╭─ Exercise input
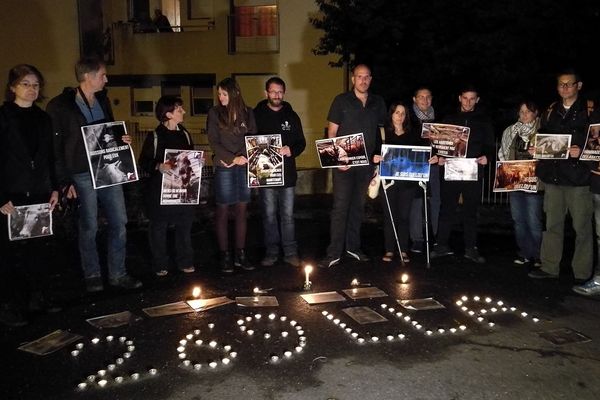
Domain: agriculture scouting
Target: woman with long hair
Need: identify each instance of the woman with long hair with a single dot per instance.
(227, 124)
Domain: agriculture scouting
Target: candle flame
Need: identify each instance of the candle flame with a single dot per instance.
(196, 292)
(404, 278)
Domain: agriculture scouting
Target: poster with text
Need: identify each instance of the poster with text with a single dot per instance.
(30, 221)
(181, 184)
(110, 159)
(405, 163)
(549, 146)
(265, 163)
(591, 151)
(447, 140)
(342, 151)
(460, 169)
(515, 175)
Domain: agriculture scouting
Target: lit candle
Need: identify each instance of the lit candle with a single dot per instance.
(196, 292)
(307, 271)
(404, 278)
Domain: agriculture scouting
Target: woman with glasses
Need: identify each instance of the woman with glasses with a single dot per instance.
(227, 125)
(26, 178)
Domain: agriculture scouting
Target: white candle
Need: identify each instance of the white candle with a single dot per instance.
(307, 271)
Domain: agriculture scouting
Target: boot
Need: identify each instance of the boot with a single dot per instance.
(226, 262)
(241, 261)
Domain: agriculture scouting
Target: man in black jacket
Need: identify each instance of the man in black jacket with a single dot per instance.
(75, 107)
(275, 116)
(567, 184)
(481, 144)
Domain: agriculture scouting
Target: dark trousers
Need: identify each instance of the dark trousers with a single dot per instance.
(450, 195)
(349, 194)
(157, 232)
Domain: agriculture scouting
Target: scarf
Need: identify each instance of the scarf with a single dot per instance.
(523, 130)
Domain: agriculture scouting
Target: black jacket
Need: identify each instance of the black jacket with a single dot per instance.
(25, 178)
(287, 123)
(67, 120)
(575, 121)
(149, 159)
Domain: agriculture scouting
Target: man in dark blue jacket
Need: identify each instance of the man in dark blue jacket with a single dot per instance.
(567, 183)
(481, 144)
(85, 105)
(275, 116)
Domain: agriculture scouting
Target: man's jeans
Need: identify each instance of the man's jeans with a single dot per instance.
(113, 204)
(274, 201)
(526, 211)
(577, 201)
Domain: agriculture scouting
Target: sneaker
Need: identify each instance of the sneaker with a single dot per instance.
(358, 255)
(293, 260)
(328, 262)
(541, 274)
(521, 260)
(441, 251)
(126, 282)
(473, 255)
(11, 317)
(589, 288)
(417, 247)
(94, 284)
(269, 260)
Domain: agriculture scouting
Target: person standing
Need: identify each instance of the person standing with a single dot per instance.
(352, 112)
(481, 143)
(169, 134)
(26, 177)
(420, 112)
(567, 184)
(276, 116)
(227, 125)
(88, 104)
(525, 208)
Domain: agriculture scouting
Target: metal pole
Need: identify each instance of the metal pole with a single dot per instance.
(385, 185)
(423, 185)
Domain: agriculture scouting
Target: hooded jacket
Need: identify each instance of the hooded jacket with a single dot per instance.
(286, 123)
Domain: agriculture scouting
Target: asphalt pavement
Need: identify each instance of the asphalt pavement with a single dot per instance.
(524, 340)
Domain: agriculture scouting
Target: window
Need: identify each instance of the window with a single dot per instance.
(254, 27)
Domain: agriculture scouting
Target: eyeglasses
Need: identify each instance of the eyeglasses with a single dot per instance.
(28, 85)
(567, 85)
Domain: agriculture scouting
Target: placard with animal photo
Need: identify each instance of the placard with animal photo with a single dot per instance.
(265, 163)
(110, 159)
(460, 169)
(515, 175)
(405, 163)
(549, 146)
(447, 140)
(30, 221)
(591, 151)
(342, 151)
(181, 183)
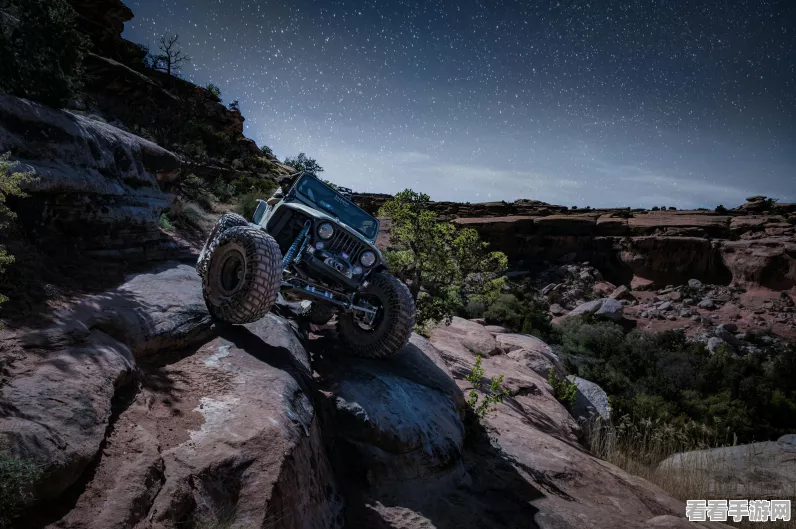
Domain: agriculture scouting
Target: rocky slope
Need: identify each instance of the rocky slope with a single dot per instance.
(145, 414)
╰─
## [What you have to do]
Reproduce each record above by retyping it exactly; omit all images.

## [Reply to the task]
Domain: agriculture scouting
Target: woman with long hair
Need: identify each instance of the woman with long hair with a single dot per instance.
(227, 124)
Domain: agriculture scouting
Target: candle flame
Need: identify each instance of the candle flame with a single dot per instance.
(196, 292)
(404, 278)
Domain: agriculture scouting
Target: poster with text
Need: identify each instance of the poster with text with a single dot per instance.
(30, 221)
(181, 184)
(110, 159)
(405, 163)
(549, 146)
(265, 163)
(591, 151)
(447, 140)
(342, 151)
(460, 169)
(515, 175)
Domain: agriculture scouting
Target: lit candle
Need: identify each instance of the lit candle with a single dot per instance.
(196, 292)
(307, 271)
(404, 278)
Domain: agriculture scouting
Target: woman with glasses
Need: identify each instance of the woman with glasses with a single dot per instance.
(227, 125)
(26, 178)
Domain: agriculture scouting
Target: white candle
Need: identify each instance of the white candle with a single dot per instance.
(307, 271)
Domain: agriculture scouting
Target: boot
Need: identify each instance of the boot with a single dot per instance.
(226, 262)
(241, 261)
Domain: agriculture scouting
Target: man in black jacket
Need: identify each instance of the man in black jacket with a single dot per instance.
(75, 107)
(275, 116)
(567, 184)
(481, 144)
Domain: agriculture scouting
Target: dark trousers
Need: identify each instance of the dark trousers with a single dot per instance.
(450, 195)
(349, 194)
(157, 232)
Domain: agriculture scouting
Target: scarf
Need: identify each instance of the scarf with a single dot per instance.
(523, 130)
Domain: agriculture scouting
Target: black jacket
Need: identify each instance of the black jacket with a single dot per instance.
(25, 178)
(287, 123)
(67, 120)
(575, 121)
(149, 159)
Domain: agriculture scouting
Target: man in dark blue jacket
Need: identify each instance of the man in dark blue jacket with a single dot per instance.
(567, 183)
(481, 144)
(85, 105)
(275, 116)
Domain: agriculture scouting
Target: man's jeans
Need: identify each instance of the man's jeans with a single dot per instance.
(113, 204)
(274, 201)
(526, 211)
(577, 201)
Domain: agriculture scouting
Target: sneaker
Need: identify each instance of the sneaker with a single dot per instance.
(358, 255)
(293, 260)
(328, 262)
(541, 274)
(521, 260)
(441, 251)
(126, 282)
(473, 255)
(11, 317)
(589, 288)
(417, 247)
(94, 284)
(269, 260)
Domain: agriculture scouting
Target: person standing
Need: identify each instance of the person standing with a single dot per instance.
(352, 112)
(481, 143)
(169, 134)
(26, 177)
(420, 112)
(567, 184)
(276, 116)
(227, 125)
(88, 104)
(525, 208)
Domain: agriculture scouting
Target: metal pole
Need: identify each instance of the metal pole with a single dot per instance.
(385, 185)
(423, 185)
Domain: agriculture scouting
Target: hooded jacket
Need: identify each instance of the hooded jacket with a single dot per instance.
(286, 123)
Domain: agriculture scouting
Target: asphalt pavement
Need: identify each instance of the asphalt pavement with a single dot per instance.
(524, 340)
Domain: agriculture scouting
Target: window
Need: identify each instance of the window with a single dot per instance.
(254, 27)
Domain: agriculture scouting
Target: eyeglasses
Need: identify each instance of the eyeglasses with a single dot per instance.
(28, 85)
(567, 85)
Domain: agriculture scouting
Target: placard with animal photo
Need: identify each instance of the placard with animal photo with a single dot per instance.
(265, 163)
(110, 159)
(460, 169)
(515, 175)
(405, 163)
(549, 146)
(447, 140)
(30, 221)
(591, 151)
(342, 151)
(181, 183)
Domain: agriculture scouting
Target: rocky slope
Need: identify each instance of the rocky slope with a single dot per instance.
(145, 414)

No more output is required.